***** PROVIDED TEXT

Matt Trebby–I don’t think people realize how realistic this is. They need a new arena in Milwaukee (personally, I like the BMO Bradley Center), and they don’t know how to pay for it because no one wants to. The main problem is that NBA franchises are supposed to be profitable not only as a business, but for the city. The Bucks are not profitable because no one cares, and no one cares because no one believes they can actually build a winning product. Even if they make the playoffs, they’re not going to win a series (er, I mean a game). Without this saving “new arena” I don’t see the Bucks staying in Milwaukee beyond 2020 at the latest. But the Bradley Center isn’t the problem here. People in Milwaukee will support a winner. The Bucks are by no means winners. In fact, ever since 2002 they have been losers.

**********

WRITTEN PROBLEM> Rewrite the Milwaukee Bucks passage, beginning at the words "Matt Trebby–I don’t" and stopping after "have been losers.", and swap every "arena" in that span for "stadium". The listing after this point comes from a separate source.

***** ENTRIES SUPPLIED

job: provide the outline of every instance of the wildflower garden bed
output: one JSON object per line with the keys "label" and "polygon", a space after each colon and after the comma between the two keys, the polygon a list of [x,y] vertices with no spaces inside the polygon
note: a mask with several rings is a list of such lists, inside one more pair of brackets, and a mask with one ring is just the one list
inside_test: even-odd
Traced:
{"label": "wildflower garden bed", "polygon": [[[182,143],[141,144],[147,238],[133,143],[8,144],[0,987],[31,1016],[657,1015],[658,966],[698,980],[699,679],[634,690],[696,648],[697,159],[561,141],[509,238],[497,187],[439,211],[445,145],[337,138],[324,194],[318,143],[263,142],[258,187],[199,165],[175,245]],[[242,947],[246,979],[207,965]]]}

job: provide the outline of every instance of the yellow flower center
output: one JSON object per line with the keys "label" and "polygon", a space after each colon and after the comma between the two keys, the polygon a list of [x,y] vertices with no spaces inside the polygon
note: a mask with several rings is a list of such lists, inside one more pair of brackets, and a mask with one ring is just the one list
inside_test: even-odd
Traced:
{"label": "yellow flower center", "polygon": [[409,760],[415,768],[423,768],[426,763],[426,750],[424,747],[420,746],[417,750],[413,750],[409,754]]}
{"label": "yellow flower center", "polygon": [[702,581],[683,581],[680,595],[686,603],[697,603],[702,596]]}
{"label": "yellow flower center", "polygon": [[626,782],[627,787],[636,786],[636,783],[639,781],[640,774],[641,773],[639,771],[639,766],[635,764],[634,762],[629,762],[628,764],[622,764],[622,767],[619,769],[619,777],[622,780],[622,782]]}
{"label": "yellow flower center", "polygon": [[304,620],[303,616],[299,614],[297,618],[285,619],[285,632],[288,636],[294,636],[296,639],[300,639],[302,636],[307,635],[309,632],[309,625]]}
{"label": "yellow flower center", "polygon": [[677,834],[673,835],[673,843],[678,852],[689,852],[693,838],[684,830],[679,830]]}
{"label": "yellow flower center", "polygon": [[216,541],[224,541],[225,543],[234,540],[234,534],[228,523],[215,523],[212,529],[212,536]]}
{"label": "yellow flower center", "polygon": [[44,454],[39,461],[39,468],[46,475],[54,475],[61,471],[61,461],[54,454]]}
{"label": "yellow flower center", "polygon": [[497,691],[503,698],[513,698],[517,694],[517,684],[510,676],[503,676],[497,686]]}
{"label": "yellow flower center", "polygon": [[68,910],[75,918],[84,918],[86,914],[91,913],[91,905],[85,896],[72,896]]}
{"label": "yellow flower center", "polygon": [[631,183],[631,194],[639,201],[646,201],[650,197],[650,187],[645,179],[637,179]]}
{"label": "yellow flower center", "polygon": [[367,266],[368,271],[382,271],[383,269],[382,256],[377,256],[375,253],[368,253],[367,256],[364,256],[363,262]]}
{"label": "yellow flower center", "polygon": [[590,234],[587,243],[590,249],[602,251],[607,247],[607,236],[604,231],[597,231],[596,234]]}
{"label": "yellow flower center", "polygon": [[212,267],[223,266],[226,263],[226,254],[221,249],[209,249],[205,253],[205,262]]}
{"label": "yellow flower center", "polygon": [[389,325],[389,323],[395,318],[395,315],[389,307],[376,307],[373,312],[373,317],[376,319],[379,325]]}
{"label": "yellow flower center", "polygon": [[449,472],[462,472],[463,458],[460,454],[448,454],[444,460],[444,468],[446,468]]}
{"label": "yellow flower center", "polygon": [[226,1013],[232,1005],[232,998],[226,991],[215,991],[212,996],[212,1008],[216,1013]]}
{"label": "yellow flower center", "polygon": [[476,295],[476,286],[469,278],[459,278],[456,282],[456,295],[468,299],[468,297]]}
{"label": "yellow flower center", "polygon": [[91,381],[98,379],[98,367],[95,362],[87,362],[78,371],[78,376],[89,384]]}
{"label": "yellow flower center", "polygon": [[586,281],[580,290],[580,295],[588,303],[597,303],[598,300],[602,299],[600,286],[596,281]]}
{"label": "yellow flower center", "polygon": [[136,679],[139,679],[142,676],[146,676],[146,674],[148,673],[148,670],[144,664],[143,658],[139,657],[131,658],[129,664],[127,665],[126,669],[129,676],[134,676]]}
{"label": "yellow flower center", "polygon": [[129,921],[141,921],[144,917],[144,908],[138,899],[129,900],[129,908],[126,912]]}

**********

EXPECTED ANSWER>
Matt Trebby–I don’t think people realize how realistic this is. They need a new stadium in Milwaukee (personally, I like the BMO Bradley Center), and they don’t know how to pay for it because no one wants to. The main problem is that NBA franchises are supposed to be profitable not only as a business, but for the city. The Bucks are not profitable because no one cares, and no one cares because no one believes they can actually build a winning product. Even if they make the playoffs, they’re not going to win a series (er, I mean a game). Without this saving “new stadium” I don’t see the Bucks staying in Milwaukee beyond 2020 at the latest. But the Bradley Center isn’t the problem here. People in Milwaukee will support a winner. The Bucks are by no means winners. In fact, ever since 2002 they have been losers.